**Task prompt**:
The data below is to be returned in full and exactly.

**Data for this task**:

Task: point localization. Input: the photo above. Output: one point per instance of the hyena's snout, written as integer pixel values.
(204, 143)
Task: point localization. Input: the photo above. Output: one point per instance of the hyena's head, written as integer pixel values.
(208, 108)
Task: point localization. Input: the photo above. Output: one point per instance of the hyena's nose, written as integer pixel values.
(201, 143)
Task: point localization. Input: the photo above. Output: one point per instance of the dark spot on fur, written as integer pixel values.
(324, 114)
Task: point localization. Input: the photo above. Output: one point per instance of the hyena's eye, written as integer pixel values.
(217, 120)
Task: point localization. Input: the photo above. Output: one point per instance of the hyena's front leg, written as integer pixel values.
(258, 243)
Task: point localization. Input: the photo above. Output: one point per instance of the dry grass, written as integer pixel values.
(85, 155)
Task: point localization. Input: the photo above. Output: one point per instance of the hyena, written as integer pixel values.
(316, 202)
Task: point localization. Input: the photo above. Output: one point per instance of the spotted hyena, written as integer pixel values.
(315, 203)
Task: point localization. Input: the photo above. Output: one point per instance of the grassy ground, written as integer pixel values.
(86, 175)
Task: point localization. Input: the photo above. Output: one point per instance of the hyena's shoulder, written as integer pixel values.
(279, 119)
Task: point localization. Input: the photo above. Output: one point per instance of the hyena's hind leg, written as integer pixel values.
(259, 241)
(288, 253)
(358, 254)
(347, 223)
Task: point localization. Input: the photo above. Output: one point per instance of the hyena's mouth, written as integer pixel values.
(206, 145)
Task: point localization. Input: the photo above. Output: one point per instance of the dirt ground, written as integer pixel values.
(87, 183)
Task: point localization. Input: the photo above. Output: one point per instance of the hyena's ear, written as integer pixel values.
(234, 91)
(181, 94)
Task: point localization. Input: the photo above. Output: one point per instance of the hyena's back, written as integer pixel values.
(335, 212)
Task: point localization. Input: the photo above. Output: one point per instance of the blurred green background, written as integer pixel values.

**Written answer**:
Task: point localization. Input: the photo above. Output: one point per instance of the hyena's snout, written as integer pixel values.
(204, 143)
Task: point localization. Input: the photo above. Output: one point per instance of the hyena's head, written as integer pixel values.
(208, 108)
Task: point localization. Input: the photo above. Output: one point per instance of the hyena's nose, written as integer pixel values.
(201, 143)
Task: point localization. Input: the photo above. Output: one point per instance of the dark spot on fur, written as integer pixel values.
(324, 114)
Task: point localization. Input: the photo above. Output: one point per instance of the hyena's eye, written as integer pixel values.
(217, 120)
Task: point localization. Input: the photo above. Output: one point per instance of the hyena's front leg, written as integer pixel values.
(258, 243)
Task: point localization. Input: the photo above. Output: one point per instance of the dry grass, written as integer pixel values.
(85, 155)
Task: point localization. Input: the photo above. Output: one point per instance of the hyena, written as integer pixel values.
(316, 202)
Task: point localization. Input: the photo above. Output: one point per instance of the spotted hyena, written as integer pixel values.
(315, 203)
Task: point localization. Input: the photo above. Output: one point per instance of the grassy ground, written as integer pixel values.
(86, 175)
Task: point localization. Input: the photo above. Output: one point per instance of the hyena's shoulder, written as integer pixel values.
(279, 119)
Task: point localization. Input: the photo above. Output: one point per instance of the hyena's hind leg, written as integer pixel values.
(259, 241)
(288, 253)
(358, 254)
(347, 223)
Task: point localization. Input: the photo above. Output: one point per instance of the hyena's mouth, written as integer pixel values.
(206, 145)
Task: point localization. Input: the photo above. Output: one point per instance of the dirt ground, written as integer pixel values.
(87, 183)
Task: point localization. Input: the photo above. Output: one point per instance of the hyena's ear, written as integer pixel values.
(234, 91)
(181, 94)
Task: point localization. Input: the photo above. Output: one point per instance of the hyena's back, written as integer pixel values.
(335, 212)
Task: point localization. Input: the photo above. Output: one point per instance of the blurred green background, written as integer pixel values.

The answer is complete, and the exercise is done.